▶ _Required action A_: In the passage on contaminant migration in soil, which two processes are combined into hydrodynamic dispersion?
▶ _Required action B_: Please continue the passage on contaminant migration in soil with one further paragraph that begins after its last sentence.

▶ _Extract_:
###

Contaminants dissolved in the
soil solution migrate by three basic mechanisms: advection, molecular
diffusion and mechanical dispersion. From the macroscopic point of
view, the process of advection is fully determined by the soil water velocity
field. The processes of molecular diffusion and mechanical dispersion are
usually described using identical physical means (Fick’s law) and can therefore
be conceptually combined into a single process – hydrodynamic dispersion.
Migration, however, is not
limited to the dissolved phase. Contaminants may attach to colloidal or
suspended particles. Once mobilized, these particles can carry even strongly
sorbing organic and inorganic contaminants. While the fundamental physics and
chemistry of particle facilitated transport is understood, the relevance
for contaminant spreading and transport is still not known. Especially the
environmental conditions and porous media properties which favor the formation,
mobilization and transport of inorganic and organic colloids are essentially
unknown. As the conditions for the retardation and immobilization have to be
clarified as well, no valid and reliable assessment of the risk exposed by
particle facilitated transport is available.

###

▶ _Excerpted records_:

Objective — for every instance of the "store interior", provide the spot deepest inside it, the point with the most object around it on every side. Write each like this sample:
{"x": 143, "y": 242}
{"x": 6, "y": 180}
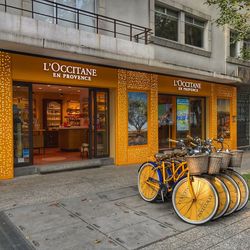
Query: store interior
{"x": 60, "y": 123}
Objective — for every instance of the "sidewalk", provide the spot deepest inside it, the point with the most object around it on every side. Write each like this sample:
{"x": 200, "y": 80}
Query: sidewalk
{"x": 101, "y": 209}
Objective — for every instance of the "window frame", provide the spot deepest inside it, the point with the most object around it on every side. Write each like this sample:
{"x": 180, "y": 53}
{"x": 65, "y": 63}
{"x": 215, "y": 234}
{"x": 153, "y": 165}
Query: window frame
{"x": 193, "y": 24}
{"x": 168, "y": 16}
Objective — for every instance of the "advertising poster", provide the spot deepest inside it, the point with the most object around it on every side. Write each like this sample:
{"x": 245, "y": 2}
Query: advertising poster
{"x": 182, "y": 114}
{"x": 137, "y": 118}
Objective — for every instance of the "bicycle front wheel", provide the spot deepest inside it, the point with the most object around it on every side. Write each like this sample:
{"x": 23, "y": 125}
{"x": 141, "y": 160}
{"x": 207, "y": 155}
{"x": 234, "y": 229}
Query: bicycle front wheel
{"x": 200, "y": 209}
{"x": 234, "y": 192}
{"x": 224, "y": 196}
{"x": 242, "y": 184}
{"x": 148, "y": 182}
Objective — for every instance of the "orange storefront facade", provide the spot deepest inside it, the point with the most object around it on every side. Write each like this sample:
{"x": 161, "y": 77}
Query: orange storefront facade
{"x": 141, "y": 111}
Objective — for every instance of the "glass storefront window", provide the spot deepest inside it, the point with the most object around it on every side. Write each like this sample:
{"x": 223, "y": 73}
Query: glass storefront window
{"x": 165, "y": 120}
{"x": 21, "y": 124}
{"x": 223, "y": 118}
{"x": 179, "y": 117}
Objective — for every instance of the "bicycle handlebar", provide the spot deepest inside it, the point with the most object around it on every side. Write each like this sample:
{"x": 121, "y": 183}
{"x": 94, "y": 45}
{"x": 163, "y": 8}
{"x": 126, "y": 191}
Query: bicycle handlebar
{"x": 171, "y": 140}
{"x": 190, "y": 137}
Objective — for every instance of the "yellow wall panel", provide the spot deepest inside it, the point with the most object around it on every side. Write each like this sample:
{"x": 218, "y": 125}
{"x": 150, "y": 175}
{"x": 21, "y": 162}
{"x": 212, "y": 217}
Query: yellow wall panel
{"x": 6, "y": 118}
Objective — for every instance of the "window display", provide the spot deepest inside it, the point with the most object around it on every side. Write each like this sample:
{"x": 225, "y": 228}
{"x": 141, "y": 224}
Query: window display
{"x": 223, "y": 118}
{"x": 137, "y": 118}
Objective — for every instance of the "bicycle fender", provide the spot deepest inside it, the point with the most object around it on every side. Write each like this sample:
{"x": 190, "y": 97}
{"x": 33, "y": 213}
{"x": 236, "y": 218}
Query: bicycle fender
{"x": 155, "y": 166}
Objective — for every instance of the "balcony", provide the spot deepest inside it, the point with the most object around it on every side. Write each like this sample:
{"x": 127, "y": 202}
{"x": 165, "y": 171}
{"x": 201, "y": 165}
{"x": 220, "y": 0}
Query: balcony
{"x": 72, "y": 17}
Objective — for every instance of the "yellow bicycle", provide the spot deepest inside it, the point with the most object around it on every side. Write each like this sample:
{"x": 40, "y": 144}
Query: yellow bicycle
{"x": 195, "y": 199}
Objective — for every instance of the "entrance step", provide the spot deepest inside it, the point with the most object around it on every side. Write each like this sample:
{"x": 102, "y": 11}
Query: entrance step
{"x": 63, "y": 166}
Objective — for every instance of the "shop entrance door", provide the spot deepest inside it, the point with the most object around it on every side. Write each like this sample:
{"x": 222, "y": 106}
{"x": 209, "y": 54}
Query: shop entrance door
{"x": 22, "y": 124}
{"x": 99, "y": 123}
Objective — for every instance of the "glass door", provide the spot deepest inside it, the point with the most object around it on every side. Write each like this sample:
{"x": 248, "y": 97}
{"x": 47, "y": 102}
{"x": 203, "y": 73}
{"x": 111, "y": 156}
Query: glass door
{"x": 99, "y": 123}
{"x": 22, "y": 124}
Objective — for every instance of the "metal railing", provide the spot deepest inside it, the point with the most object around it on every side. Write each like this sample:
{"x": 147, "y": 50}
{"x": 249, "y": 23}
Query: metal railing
{"x": 79, "y": 19}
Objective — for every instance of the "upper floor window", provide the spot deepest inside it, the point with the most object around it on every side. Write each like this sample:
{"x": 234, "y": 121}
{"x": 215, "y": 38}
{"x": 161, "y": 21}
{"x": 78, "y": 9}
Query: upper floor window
{"x": 166, "y": 23}
{"x": 47, "y": 11}
{"x": 194, "y": 31}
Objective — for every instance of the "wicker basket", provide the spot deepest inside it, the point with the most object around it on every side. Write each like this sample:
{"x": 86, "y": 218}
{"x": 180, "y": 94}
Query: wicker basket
{"x": 197, "y": 164}
{"x": 226, "y": 157}
{"x": 236, "y": 158}
{"x": 214, "y": 165}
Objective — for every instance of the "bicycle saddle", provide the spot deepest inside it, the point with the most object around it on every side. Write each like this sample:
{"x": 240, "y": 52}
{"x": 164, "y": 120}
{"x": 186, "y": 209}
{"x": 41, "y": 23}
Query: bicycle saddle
{"x": 180, "y": 152}
{"x": 161, "y": 156}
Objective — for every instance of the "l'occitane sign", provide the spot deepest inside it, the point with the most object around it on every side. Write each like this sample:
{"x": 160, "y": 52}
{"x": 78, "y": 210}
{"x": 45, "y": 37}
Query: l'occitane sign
{"x": 59, "y": 70}
{"x": 187, "y": 85}
{"x": 55, "y": 71}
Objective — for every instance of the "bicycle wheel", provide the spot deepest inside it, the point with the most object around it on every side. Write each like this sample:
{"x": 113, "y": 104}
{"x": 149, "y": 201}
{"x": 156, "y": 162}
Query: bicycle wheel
{"x": 224, "y": 196}
{"x": 148, "y": 182}
{"x": 199, "y": 210}
{"x": 234, "y": 192}
{"x": 244, "y": 190}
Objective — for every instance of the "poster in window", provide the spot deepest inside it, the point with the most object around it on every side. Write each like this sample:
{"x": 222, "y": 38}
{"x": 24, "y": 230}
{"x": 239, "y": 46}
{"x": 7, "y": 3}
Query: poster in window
{"x": 165, "y": 114}
{"x": 223, "y": 118}
{"x": 137, "y": 118}
{"x": 182, "y": 114}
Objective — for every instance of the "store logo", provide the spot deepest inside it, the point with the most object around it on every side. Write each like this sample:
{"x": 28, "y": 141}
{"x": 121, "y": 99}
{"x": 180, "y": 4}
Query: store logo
{"x": 69, "y": 72}
{"x": 187, "y": 86}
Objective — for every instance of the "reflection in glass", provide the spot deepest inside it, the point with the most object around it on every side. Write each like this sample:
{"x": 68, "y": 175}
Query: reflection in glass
{"x": 165, "y": 120}
{"x": 21, "y": 117}
{"x": 223, "y": 118}
{"x": 101, "y": 123}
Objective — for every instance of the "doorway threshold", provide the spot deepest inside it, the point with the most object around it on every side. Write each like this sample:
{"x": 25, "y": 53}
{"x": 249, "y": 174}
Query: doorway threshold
{"x": 63, "y": 166}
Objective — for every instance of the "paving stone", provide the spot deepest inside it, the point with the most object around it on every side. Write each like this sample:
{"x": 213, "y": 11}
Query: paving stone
{"x": 201, "y": 231}
{"x": 142, "y": 234}
{"x": 116, "y": 221}
{"x": 167, "y": 244}
{"x": 203, "y": 242}
{"x": 233, "y": 229}
{"x": 34, "y": 219}
{"x": 239, "y": 241}
{"x": 155, "y": 210}
{"x": 118, "y": 194}
{"x": 77, "y": 236}
{"x": 235, "y": 217}
{"x": 89, "y": 209}
{"x": 172, "y": 220}
{"x": 131, "y": 202}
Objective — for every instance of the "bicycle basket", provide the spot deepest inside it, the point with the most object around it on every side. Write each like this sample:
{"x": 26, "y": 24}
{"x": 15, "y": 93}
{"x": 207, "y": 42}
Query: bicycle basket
{"x": 197, "y": 164}
{"x": 236, "y": 158}
{"x": 214, "y": 165}
{"x": 226, "y": 157}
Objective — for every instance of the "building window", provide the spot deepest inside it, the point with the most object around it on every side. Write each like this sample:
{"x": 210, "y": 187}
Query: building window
{"x": 233, "y": 44}
{"x": 246, "y": 49}
{"x": 46, "y": 11}
{"x": 166, "y": 23}
{"x": 194, "y": 31}
{"x": 223, "y": 118}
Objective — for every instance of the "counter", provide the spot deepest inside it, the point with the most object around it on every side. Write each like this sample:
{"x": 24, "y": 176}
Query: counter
{"x": 71, "y": 138}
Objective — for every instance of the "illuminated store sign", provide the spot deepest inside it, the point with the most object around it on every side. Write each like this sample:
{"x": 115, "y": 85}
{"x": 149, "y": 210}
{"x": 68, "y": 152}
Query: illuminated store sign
{"x": 69, "y": 72}
{"x": 187, "y": 86}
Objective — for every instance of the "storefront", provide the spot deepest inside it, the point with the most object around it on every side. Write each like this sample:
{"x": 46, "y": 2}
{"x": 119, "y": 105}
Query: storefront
{"x": 51, "y": 104}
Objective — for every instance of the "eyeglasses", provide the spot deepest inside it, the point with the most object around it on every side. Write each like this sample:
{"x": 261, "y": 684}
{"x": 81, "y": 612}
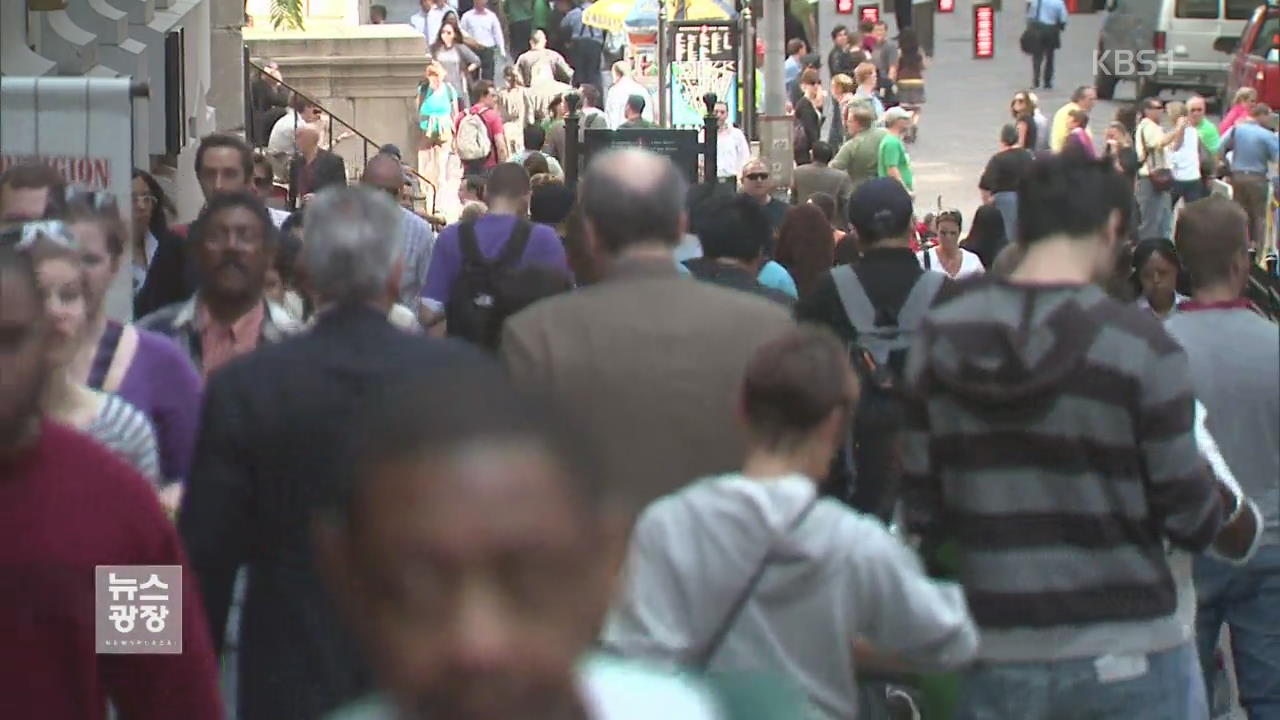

###

▶ _Exercise result A_: Molecular diffusion and mechanical dispersion.

▶ _Exercise result B_:
Contaminants migrating
through the soil are reacting with the soil constituents and undergo complex physical,
chemical and biological transformations. Most contaminant
transport mechanisms in soils are mediated or at least strongly affected by the
presence and movement of soil water. Thus, deep knowledge of the physics and
chemistry of soil water movement in heterogeneous and dynamic systems is an
essential prerequisite for a valid und reliable estimation of the contaminant
fate. This, of course, requires our lasting efforts to gain a better
understanding of the movement of water in heterogeneous porous media.
Under natural conditions, the
macroscopic soil properties often vary considerably in both space and time.
Since these properties change from point to point at multiple scales, the
heterogeneity and spatial variability needs to be conceptualized as a
hierarchical system (see Scales). Another source
of complexity is related to the natural soil water and soil air regime. The
soil surface is exposed to continually changing radiation fluxes, reflected in
evaporation changes and surface temperature gradients. The supply of water to
the surface in a form of precipitation is highly irregular in time and space.
There are complex interactions between plant roots, rhizosphere
micro-organisms, and soil constituents. Vadose zone processes are strongly
linked to groundwater recharge quantity and quality.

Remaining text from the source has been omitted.